Short exercise
In the records below, locate the line containing "the wooden post", then output that line and all later lines exactly, through the last one.

Data rows
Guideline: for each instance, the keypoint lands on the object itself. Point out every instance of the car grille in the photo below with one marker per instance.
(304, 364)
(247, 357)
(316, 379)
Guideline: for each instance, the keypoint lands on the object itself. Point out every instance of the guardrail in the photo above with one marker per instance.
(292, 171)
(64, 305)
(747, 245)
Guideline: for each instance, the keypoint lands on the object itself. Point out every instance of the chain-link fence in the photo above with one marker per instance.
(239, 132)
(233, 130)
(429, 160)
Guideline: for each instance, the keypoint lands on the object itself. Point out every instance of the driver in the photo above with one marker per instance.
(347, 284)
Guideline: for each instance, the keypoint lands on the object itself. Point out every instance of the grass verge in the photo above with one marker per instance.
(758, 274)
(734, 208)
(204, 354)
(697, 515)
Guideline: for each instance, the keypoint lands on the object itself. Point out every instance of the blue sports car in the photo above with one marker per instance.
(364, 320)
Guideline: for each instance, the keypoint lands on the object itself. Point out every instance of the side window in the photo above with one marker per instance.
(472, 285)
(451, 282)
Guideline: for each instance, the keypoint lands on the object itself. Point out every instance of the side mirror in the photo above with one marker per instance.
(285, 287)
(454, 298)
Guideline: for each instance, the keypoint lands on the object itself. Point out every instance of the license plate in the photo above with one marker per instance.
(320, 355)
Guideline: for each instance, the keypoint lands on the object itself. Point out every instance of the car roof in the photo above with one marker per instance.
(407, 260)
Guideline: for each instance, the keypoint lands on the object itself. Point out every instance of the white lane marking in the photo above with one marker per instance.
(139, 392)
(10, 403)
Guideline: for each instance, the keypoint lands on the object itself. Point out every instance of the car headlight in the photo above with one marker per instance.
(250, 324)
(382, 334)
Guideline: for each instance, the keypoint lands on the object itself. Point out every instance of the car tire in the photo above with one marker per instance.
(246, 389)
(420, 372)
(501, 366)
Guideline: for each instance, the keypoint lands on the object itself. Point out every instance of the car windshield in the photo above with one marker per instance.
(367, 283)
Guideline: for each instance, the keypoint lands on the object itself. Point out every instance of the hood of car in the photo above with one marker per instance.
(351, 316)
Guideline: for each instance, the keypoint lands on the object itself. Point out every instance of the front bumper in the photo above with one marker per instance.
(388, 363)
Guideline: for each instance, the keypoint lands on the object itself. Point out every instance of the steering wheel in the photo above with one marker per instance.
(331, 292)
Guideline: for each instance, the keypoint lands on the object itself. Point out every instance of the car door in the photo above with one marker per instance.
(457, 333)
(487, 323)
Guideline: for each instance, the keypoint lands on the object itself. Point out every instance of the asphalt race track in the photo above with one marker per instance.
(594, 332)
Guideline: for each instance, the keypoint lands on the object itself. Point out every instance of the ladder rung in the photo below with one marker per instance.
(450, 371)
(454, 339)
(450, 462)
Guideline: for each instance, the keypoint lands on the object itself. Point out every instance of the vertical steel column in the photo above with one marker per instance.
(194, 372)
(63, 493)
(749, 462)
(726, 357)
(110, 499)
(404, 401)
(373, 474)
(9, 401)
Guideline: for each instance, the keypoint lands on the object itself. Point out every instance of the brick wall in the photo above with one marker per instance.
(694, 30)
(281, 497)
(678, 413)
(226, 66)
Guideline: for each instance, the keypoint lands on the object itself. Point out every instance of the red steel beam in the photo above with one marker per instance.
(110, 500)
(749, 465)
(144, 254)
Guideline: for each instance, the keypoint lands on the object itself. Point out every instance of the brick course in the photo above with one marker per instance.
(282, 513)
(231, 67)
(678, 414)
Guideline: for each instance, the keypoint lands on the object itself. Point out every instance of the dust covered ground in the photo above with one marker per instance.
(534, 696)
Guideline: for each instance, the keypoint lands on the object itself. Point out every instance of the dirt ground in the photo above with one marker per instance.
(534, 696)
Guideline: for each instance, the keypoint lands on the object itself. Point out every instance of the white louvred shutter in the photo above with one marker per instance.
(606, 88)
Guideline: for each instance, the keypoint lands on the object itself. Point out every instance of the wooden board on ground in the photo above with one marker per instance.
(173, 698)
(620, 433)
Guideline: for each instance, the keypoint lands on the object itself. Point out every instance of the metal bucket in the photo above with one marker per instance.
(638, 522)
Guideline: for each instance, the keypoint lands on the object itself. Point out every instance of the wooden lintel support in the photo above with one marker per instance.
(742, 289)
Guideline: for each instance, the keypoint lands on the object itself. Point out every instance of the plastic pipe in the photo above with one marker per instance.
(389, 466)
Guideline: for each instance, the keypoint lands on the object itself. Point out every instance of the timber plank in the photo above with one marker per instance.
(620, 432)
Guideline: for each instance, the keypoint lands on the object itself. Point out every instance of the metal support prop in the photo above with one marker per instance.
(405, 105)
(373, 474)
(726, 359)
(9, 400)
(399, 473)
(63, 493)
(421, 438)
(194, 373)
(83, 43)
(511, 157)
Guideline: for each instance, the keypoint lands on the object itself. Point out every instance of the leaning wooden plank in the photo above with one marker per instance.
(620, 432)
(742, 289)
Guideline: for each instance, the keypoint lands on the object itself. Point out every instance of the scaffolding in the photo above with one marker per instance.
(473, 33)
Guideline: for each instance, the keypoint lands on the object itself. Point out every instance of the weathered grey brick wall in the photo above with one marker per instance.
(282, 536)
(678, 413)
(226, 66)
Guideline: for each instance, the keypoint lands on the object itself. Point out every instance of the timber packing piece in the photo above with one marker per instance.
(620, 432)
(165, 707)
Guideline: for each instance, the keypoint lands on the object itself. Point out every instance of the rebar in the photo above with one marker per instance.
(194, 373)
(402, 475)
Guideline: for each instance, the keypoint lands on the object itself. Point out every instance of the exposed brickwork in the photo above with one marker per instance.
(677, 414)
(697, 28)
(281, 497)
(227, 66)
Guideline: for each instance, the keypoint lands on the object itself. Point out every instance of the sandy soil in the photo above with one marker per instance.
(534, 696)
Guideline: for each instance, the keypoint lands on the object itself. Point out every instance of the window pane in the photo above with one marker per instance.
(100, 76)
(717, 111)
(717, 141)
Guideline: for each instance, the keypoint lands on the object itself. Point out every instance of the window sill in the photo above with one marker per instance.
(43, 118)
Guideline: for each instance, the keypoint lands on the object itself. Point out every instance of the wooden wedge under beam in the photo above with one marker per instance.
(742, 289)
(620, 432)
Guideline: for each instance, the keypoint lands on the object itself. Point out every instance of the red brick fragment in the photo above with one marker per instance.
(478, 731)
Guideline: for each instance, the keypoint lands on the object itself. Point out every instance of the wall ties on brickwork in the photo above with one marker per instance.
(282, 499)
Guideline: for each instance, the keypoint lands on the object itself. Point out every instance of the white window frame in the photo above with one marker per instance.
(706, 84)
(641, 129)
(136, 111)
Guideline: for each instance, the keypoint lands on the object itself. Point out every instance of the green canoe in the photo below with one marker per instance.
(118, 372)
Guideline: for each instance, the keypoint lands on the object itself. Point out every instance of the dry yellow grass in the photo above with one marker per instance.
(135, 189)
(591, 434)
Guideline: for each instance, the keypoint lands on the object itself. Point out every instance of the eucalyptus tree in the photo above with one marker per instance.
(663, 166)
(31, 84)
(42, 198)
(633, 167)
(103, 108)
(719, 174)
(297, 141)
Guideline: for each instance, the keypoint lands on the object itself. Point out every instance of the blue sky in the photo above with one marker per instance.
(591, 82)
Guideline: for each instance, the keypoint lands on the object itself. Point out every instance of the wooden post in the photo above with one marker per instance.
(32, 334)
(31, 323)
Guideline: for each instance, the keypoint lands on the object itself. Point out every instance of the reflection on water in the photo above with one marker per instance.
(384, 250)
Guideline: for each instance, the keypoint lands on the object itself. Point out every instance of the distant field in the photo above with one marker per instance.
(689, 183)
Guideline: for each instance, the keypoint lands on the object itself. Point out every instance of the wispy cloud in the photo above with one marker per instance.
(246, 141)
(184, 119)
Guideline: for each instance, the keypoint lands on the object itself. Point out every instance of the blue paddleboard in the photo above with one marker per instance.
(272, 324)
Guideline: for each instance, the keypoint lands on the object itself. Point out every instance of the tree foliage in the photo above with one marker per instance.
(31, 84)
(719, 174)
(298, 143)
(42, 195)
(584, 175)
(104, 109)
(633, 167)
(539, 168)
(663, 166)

Full response
Guideline: for each instance, the keypoint lands on the object itself. Point out every instance of the wooden post in the photo above with one marker per instance.
(32, 334)
(31, 323)
Guideline: for each instance, the keypoint lands on the object itself. Point out every instance of the reflection on water in the photo above with one marker per instance.
(384, 250)
Guideline: for each instance, the keypoint lands on the object itself. Point out every instance of the distant field in the photo above with one marker per instance.
(689, 183)
Guideline: for each instance, the keypoint lands on the object itself. Point out every instance of the wispy cloud in the photo above with one marker per instance.
(246, 141)
(184, 119)
Guideline: for each instance, the keypoint lands on the object itself. Point out every instance of the blue paddleboard in the photo above with one marker per instance.
(272, 324)
Guideline: for each instance, the keypoint lands on the object itself. Point out every instance of the tree foliage in the photo above with one marker per instance.
(31, 84)
(719, 174)
(298, 143)
(42, 195)
(584, 175)
(104, 109)
(633, 167)
(539, 168)
(663, 166)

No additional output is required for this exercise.